▸ DATA RECORDS
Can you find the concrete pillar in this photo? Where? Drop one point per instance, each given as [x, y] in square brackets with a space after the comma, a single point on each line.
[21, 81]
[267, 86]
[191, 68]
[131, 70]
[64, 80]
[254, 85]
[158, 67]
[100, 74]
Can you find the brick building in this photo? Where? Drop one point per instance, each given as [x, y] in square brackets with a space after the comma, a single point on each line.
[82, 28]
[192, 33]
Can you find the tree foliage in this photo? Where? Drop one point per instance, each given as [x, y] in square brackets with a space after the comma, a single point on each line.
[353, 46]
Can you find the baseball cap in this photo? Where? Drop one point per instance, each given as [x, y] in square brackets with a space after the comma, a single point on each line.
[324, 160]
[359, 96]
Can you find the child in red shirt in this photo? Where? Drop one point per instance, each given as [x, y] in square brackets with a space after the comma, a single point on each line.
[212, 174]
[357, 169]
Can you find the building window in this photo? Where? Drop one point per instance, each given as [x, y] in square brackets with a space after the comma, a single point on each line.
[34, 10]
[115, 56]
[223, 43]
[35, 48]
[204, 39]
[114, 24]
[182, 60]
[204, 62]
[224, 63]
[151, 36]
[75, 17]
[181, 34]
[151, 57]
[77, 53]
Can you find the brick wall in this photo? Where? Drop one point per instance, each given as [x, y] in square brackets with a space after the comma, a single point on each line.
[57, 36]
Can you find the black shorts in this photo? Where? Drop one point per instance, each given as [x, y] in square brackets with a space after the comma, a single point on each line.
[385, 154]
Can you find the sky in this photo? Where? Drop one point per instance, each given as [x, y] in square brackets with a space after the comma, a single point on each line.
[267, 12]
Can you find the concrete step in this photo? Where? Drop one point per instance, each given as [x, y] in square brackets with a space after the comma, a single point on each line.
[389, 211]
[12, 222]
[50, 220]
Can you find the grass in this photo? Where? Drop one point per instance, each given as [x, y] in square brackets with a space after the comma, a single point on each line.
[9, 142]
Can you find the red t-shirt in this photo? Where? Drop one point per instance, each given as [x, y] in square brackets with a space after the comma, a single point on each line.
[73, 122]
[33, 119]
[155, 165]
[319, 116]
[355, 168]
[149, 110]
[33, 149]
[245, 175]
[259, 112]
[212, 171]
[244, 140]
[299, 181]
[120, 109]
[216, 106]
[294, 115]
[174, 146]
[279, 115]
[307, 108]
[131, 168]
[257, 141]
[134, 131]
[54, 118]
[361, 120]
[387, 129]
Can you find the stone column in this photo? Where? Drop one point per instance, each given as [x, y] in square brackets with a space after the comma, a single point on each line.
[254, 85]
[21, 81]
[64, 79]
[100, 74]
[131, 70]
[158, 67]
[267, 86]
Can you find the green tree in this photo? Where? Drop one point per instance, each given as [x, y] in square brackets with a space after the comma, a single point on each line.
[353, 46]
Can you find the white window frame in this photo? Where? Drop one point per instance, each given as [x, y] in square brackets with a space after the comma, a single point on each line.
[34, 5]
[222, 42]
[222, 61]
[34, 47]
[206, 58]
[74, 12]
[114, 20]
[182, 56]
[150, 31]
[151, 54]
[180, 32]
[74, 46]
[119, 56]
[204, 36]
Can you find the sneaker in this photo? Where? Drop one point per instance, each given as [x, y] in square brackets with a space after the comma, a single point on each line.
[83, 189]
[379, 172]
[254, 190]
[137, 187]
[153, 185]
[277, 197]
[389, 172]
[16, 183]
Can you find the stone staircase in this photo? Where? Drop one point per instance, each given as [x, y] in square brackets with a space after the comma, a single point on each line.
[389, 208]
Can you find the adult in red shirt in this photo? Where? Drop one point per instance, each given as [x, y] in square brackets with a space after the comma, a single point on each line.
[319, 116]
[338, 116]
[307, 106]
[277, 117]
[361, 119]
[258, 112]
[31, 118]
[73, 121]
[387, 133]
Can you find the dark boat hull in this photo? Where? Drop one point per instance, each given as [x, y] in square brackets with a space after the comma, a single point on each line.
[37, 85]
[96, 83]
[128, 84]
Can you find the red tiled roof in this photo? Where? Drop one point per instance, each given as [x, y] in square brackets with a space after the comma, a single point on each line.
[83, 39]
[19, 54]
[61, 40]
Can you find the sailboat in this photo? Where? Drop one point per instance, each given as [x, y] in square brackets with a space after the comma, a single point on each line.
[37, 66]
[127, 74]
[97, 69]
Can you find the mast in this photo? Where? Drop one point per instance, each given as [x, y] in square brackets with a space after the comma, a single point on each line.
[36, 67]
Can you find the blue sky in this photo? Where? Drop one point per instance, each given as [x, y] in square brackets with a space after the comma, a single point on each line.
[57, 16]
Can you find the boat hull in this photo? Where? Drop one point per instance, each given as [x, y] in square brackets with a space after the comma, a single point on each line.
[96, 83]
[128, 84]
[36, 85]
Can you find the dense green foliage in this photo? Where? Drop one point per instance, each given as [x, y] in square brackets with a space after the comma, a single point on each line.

▸ INSTRUCTIONS TO FOLLOW
Reproduce the data shown above with every line intact.

▸ RESPONSE AREA
Can you find the concrete pillar in this photo? Where? Drop one point per instance, each given as [x, y] in square brackets with a space after the comma, a single point on each line.
[21, 81]
[267, 86]
[191, 68]
[131, 70]
[64, 80]
[254, 85]
[158, 67]
[100, 74]
Can you find the brick building in this photo? Where? Drop one point per instance, each given as [x, y] in square brackets with a space after the comma, a single point on each line.
[82, 28]
[192, 33]
Can you find the tree foliage in this photo? Where? Drop one point per instance, each given as [x, y] in square brackets with a space after the comma, a single point on each line.
[353, 46]
Can you find the baseball cap in this photo? Where? Drop one point per instance, each given as [x, y] in square brackets with a space after the comma, a single point on each line.
[324, 160]
[359, 96]
Can you find the child in red shirt in this photo? Where? Drop one point per instance, each given as [x, y] in square brackets with a space after the comma, a single point on each line.
[212, 174]
[357, 169]
Can you find the building window in this photo? Where? Drop one point per instance, each given as [x, y] in square brackets with a space after the comma, a single point on each line.
[34, 10]
[115, 56]
[223, 43]
[35, 48]
[204, 39]
[114, 24]
[182, 60]
[204, 62]
[224, 63]
[151, 36]
[75, 17]
[181, 34]
[151, 57]
[77, 53]
Can you find the brick wall in this photo? Where? Drop one point per instance, each given as [x, y] in square brackets with a space after the comma, a single point on each line.
[57, 36]
Can you find the black shorts in this photo? Where? Drop one point per instance, each given as [x, y] in square brackets with a space after the comma, a single point on each line.
[385, 154]
Can you find the sky in this photo? Where? Drop one point per instance, each given as [x, y] in square brackets with a space after the comma, a single point on each line.
[267, 12]
Can you find the concrete step in this photo? Where? Drop one point per instance, each given as [x, y] in square brackets with a space after the comma, a single point on each line.
[389, 211]
[12, 222]
[50, 220]
Can you find the grass in this photo? Where? Drop one point per instance, each given as [x, y] in square brackets with a space after the comma, a single point on each line.
[9, 142]
Can you find the red t-shirt in this photo? Where? Drop one point per instance, each given as [x, y] in square brackets with a space after the comma, a single point on each line.
[73, 122]
[33, 119]
[155, 165]
[319, 116]
[355, 168]
[149, 110]
[33, 149]
[245, 175]
[259, 112]
[212, 171]
[244, 140]
[299, 181]
[120, 109]
[216, 106]
[294, 115]
[174, 146]
[279, 115]
[307, 108]
[131, 168]
[257, 141]
[134, 131]
[54, 118]
[361, 120]
[387, 129]
Can you find the stone column in this photo? Where? Drop one point per instance, each given as [x, y] in square brackets with a space after the comma, a single point on each line.
[254, 85]
[21, 81]
[64, 79]
[100, 74]
[131, 70]
[158, 67]
[267, 86]
Can you find the green tree in this photo? Where? Drop one point per instance, each given as [x, y] in square brackets with a space after the comma, a single point on each line.
[353, 46]
Can you find the white window frame in this photo? Where? Drop one point per instance, each given as [x, y] in square brackets with a space after the comma, a single point on each line.
[34, 5]
[222, 42]
[222, 61]
[34, 47]
[206, 58]
[74, 12]
[114, 20]
[182, 56]
[150, 31]
[151, 54]
[180, 32]
[74, 46]
[119, 56]
[204, 36]
Can you find the sneaker in this photo? Where? Drop one point per instance, each given as [x, y] in square brackets with a space after the comma, a single point on each line.
[83, 189]
[379, 172]
[254, 190]
[137, 187]
[153, 185]
[277, 197]
[389, 172]
[16, 183]
Can you find the stone staircase in this photo? Where? Drop one point per instance, each given as [x, y] in square brackets with a space after the comma, a single point on each line.
[389, 208]
Can you find the adult in red shirt in this photo? Where? Drop one point per instance, each given as [x, y] in square brackets with a space after the comma, a single point on each line.
[319, 116]
[338, 116]
[307, 106]
[277, 117]
[361, 119]
[258, 112]
[31, 118]
[73, 121]
[387, 133]
Can you find the dark boat hull in this photo? Where? Drop one point per instance, each given as [x, y] in square brackets with a space after the comma, a single point on each line.
[37, 85]
[96, 83]
[128, 84]
Can you find the red tiled roof in this photo? Where? Drop one point per instance, each given as [x, y] in square brackets with a space after the comma, a single point on each line.
[83, 39]
[19, 54]
[61, 40]
Can you find the sailboat in this photo? Where? Drop one point per instance, each given as [x, y] in square brackets with a space after the comma, a single point on each line.
[37, 66]
[127, 74]
[97, 69]
Can you find the mast in this photo? Where? Drop one point per instance, each given as [x, y] in square brackets with a space after the comma, a single point on each line.
[36, 67]
Can you find the blue sky in this photo? Where? Drop one point per instance, each given as [x, y] in square brackets with a space after the comma, a single point on each line.
[57, 16]
Can you find the boat hull in this photo? Where? Drop one point per instance, each given as [x, y] in square brackets with a space after the comma, a single point on each line.
[96, 83]
[128, 84]
[36, 85]
Can you find the dense green foliage in this photo? Where? Drop one point per instance, each given as [x, y] in square brackets with a space after the comma, a single point on each line.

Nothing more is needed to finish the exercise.